Data extract
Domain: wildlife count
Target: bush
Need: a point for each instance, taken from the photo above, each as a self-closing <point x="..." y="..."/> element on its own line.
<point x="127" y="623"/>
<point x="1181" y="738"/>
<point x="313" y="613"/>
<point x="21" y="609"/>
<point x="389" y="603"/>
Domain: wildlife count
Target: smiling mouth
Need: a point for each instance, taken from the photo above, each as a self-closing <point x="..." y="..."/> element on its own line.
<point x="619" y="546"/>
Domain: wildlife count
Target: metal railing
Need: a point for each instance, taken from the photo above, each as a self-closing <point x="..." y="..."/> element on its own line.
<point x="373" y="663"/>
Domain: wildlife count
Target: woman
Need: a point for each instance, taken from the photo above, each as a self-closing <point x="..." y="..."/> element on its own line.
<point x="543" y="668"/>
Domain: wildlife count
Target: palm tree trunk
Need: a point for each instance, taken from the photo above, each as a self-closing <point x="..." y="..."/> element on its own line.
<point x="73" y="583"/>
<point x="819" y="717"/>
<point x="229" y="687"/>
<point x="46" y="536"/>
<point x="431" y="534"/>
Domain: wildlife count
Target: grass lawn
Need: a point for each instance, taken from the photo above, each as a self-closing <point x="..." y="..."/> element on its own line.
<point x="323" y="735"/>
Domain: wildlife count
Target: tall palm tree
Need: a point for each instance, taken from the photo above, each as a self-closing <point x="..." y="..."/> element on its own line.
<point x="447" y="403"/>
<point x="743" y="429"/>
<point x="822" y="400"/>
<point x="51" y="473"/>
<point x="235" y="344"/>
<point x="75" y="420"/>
--
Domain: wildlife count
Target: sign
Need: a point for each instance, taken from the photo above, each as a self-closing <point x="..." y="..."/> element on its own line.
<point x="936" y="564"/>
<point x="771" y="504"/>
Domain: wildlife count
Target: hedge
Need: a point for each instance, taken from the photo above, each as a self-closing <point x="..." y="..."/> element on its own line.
---
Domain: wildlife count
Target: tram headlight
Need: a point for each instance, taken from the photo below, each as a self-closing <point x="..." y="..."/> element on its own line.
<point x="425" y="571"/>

Request
State how many of the lines above contain the word "palm". Reply with that number alone.

Full output
2